### [Set of tasks]
(a) Answer the following from the passage on the Mula-Mutha river:
(i) According to the passage, what has the Mula-Mutha been steadily reduced to?
(ii) Which community is named as grazing livestock on the river's banks?
(iii) How many fish species were found missing by the early 2000s?
(b) Carry the passage on the Mula-Mutha river further, beginning after its final sentence.

### [Supplied passage]

The urgency – and priority – is to secure flood drainage into the Mula-Mutha and limit the damage from rainfall and rising floodwater; not to ‘beautify’ the riverbank. Constructing a multi-crore riverfront by beautifying, essentially constructing, over a polluted and dying river is like buying expensive lights for a house without electricity. It defies logic and shows misplaced priorities. The priority should be to streamline sewage and water treatment, and cleaning up the river to restore its flow, before attempting any cosmetic infrastructural or beautification experiments.  

The Mula-Mutha has been steadily reduced to a large sewer, randomly concrete-fenced, prone to flooding and clogging with the city’s waste.
Photo: Ishan Sadwelkar

The ecology of the river
Building a riverfront beautification project for people who have little or nothing to do with the river has to be termed an elitist aspiration. The Mula-Mutha supports indigenous people and livelihoods – stakeholders who will be cut off but whose views are rarely sought. 

The river is not only a sewer which is to be turned into a promenade; its banks provide a rare space for Dhangars and cattle owners to graze their livestock. The river’s slower flowing pockets and stream confluences attract marginalised communities who gather worms, later supplied as fish food to various markets. A small number of fisherfolk still catch fish. These folks will lose an important human connection with the river if its banks are concretised. 

Teeming with over a hundred species of fish till about a century ago, the river has seen a drastic decline. Over 60 species were found missing by the early 2000s including celebrated ones like the Mahseer leaving only the hardy or invasive fish like Tilapia around. Fish, both fresh and dried, have been an important part of the old city’s diet, especially for labourers and natives.

### [Dataset content]
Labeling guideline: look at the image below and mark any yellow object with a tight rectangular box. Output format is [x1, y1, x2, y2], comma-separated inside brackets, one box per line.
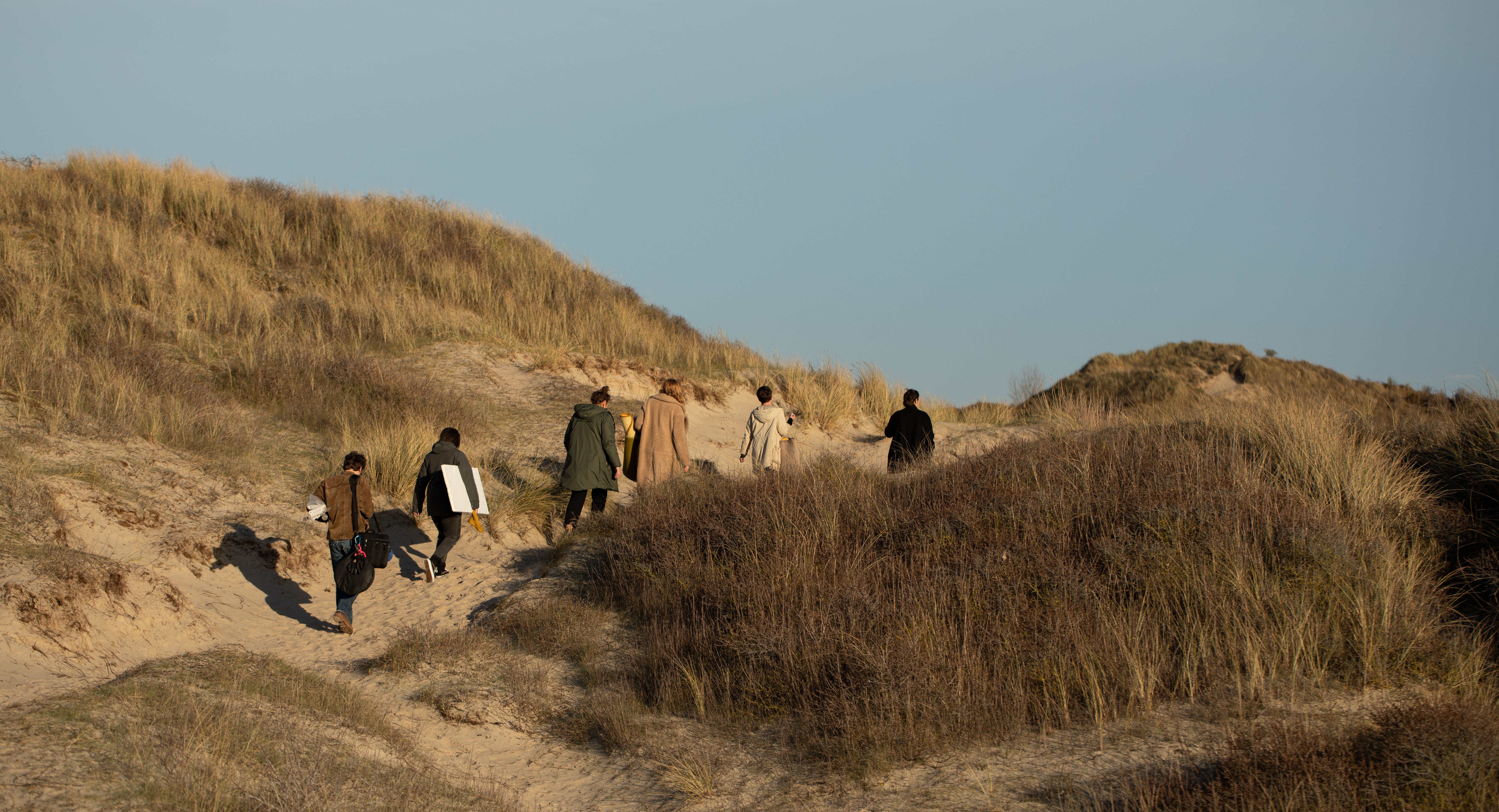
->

### [Exercise responses]
(a)
(i) A large sewer, randomly concrete-fenced and prone to flooding and clogging with the city's waste.
(ii) The Dhangars, along with cattle owners.
(iii) Over 60 species, including the Mahseer.

(b)
Other visual markers of ecological decline in the Mula-Mutha too are obvious – the slow absence of spoonbills, the flocks of herons and storks which moved to other parts, and a contrasting difference in tree species seen within and outside the city along the river. It is hard to imagine that the river was once a migratory and watering site for cattle, elephants, and carnivores. Then, there is water hyacinth, another blow to the Mula-Mutha’s biodiversity. Hyacinths, regular sights in waterbodies across India, point to human interference responsible for the loss of aqueous volume and a shift in the geography of the waterbody or wetland. The water hyacinth is a signifier of excessive organic waste, a hyacinth-filled river is a loud alarm for urgent sewage and water treatment.  

Despite being on the banks of an once-thriving river, Pune has a peculiar problem with water consumption – over supply as well as over-consumption which masks an unequal distribution of water. Some parts receive only two hours of water supply while others have more than necessary; excessive consumption means more sewage. Pune’s organic and industrial sewage is now well beyond the permissible limits.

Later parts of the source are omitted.